- _Text extract_
▽

The graphs below show metric tonnes CO2 per capita and relative change in annual CO2 emissions since the mid-1980s for the UK, EU (excluding UK), US, Australia, and China.

China’s recent decades of economic growth have seen annual emissions increase almost four-fold, though per capita emissions are still way below Australia and the US.
The UK looks to be making progress, though this should be considered in the context of mass closure of coal mines through the late eighties and early nineties. The subsequent transition to gas, a lower emission fuel, is responsible for a significant amount of the reduction.
The US and Australia have made no improvement. Though per capita emissions are beginning to trend down in both countries, Australia’s annual CO2 has increased.
None of this is enough to reverse the current upward trend in global temperature. And none of it demonstrates any real commitment on the part of the major players to clean energy.
Investment in Renewables
In August 2022, a Channel 4 investigation revealed that fossil fuel companies were investing a meagre 5% of their profits in renewables like wind and solar. Bernard Looney, the chief exec of BP, recently suggested the company will ‘dial back’ on even this paltry effort. Apparently the profit margins are too small to bother with, sorry not sorry. What one fossil giant gets away with, others will copy, and it seems there’s little we can do except give them the puppy eyes.
There are whispers that energy should be a common, public resource; that it’s too vital to human survival to cast upon the whims of the markets, tossed between the super-rich like a diamond-crusted frisbee while the world simultaneously freezes and burns. The idea is gaining traction: in November 2022, two thirds of respondents to a YouGov poll supported bringing energy companies into public ownership to control prices and transition to clean energy.
Sustainable Growth?
Eternal growth on a finite planet just isn’t an option and wishing doesn’t make it so. The 2020 Living Planet report found that between 1970 and 2016, humans killed over two thirds of the world’s wildlife at an accelerating rate. In the UK, we’ve destroyed almost half of our biodiversity. Most of the loss is due to construction and agricultural expansion.
Humans rely on broad ecosystems for our survival—the food and air that keeps us alive. Crashing through it like this is suicide. That’s not a flippant comment: air pollution kills around 30,000 people a year in the UK alone. In India, it’s 1.7 million and rising.

△

- _Brief 1_
List the places whose CO2 figures the graphs in the article on carbon emissions are said to show.
- _Brief 2_
Pick up the article on carbon emissions after its final sentence and keep writing.

- _Data entries_
▽

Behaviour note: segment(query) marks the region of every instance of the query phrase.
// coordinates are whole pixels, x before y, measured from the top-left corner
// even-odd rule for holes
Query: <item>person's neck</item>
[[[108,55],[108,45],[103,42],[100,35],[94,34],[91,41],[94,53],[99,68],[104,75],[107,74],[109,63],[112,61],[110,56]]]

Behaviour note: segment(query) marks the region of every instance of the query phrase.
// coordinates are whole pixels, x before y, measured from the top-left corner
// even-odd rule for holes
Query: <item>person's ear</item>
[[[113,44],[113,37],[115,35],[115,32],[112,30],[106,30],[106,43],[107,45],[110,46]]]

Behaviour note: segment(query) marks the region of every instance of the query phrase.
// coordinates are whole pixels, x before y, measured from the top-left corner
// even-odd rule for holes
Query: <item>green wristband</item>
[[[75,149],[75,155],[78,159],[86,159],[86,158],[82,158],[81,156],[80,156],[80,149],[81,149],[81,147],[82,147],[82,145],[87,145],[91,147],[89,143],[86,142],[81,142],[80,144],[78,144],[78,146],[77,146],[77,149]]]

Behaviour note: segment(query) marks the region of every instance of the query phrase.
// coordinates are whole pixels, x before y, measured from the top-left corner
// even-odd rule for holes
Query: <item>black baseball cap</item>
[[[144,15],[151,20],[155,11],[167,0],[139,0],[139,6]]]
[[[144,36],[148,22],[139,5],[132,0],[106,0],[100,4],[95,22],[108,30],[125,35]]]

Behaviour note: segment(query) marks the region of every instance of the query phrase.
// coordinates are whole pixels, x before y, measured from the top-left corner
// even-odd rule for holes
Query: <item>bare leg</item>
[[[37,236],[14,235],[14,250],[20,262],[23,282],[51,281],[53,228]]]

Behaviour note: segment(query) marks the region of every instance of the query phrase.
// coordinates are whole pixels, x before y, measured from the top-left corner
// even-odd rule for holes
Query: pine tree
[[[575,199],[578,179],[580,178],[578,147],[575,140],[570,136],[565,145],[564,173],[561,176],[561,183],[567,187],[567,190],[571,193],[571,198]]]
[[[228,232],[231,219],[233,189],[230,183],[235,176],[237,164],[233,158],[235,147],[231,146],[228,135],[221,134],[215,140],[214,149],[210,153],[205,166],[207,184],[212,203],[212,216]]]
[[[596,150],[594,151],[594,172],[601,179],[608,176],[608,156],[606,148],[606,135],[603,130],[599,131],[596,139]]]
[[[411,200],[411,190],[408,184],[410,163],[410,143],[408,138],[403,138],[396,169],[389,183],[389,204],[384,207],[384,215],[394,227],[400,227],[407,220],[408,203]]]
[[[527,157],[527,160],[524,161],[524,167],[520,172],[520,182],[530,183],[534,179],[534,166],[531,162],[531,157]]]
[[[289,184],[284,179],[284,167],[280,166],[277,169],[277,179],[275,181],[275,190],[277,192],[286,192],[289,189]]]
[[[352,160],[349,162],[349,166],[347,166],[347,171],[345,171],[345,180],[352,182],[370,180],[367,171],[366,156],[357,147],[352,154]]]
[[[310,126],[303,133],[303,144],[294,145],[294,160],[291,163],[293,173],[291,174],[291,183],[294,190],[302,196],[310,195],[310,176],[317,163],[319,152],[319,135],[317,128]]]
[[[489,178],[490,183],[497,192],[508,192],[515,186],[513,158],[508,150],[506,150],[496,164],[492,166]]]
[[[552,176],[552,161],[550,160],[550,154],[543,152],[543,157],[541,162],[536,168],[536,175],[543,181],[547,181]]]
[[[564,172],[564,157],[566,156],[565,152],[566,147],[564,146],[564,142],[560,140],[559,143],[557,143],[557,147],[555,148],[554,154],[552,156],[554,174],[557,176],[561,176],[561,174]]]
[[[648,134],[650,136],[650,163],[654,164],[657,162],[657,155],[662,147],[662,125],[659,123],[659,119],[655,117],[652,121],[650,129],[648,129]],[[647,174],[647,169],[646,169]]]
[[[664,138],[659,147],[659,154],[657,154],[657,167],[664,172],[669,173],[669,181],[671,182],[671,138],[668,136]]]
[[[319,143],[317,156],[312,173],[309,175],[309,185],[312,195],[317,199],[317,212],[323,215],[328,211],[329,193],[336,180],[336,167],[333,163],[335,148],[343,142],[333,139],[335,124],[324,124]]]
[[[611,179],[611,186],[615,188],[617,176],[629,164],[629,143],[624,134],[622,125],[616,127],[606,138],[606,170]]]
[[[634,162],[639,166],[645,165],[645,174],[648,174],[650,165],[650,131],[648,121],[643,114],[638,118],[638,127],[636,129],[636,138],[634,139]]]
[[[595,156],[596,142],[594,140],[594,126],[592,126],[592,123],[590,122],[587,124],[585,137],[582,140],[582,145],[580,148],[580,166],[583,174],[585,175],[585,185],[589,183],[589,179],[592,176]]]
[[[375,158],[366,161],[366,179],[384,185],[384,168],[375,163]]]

△

- _Written reply 1_
The UK, the EU (excluding the UK), the US, Australia, and China.

- _Written reply 2_
Soon we will be forced to find a different way or face extinction. The evidence is everywhere: the floods in Pakistan; the wildfires in Australia. The process has started in the global south but it’s moving closer. It’s possible that the recent earthquakes in Turkey and Syria are climate change-related.
As the threat moves towards us, so will the people. Those who worry about migration had better buckle up as vast areas of land become uninhabitable, forcing mass movement of their populations.

Debate continues over whether it’s possible to uncouple current economic models from carbon emissions and achieve ‘sustainable growth’. Disturbingly, we’ve delayed vital action pending a conclusion to the argument. There’s no time for that. If something can spare us, must it also be required to make the rich richer?
Much of the technology we need already exists. It’s feasible and scalable with investment. We can build vast spans of solar panels, harness wind and wave, capture carbon at source and from the atmosphere. In principle, it’s even possible to convert this carbon into usable fuel. What’s stopping us?
The Democratic Chasm
An October 2022 poll found that 66% of a representative sample of the UK public supported non-violent direct action to protect the environment. Support is boosted when personal interest and environmental protection align. In September 2022, as energy costs began to bite, 77% of people in the UK supported onshore wind farm development as a means to reduce energy bills. Overall, 80% of the public think climate change is in the top three challenges we face.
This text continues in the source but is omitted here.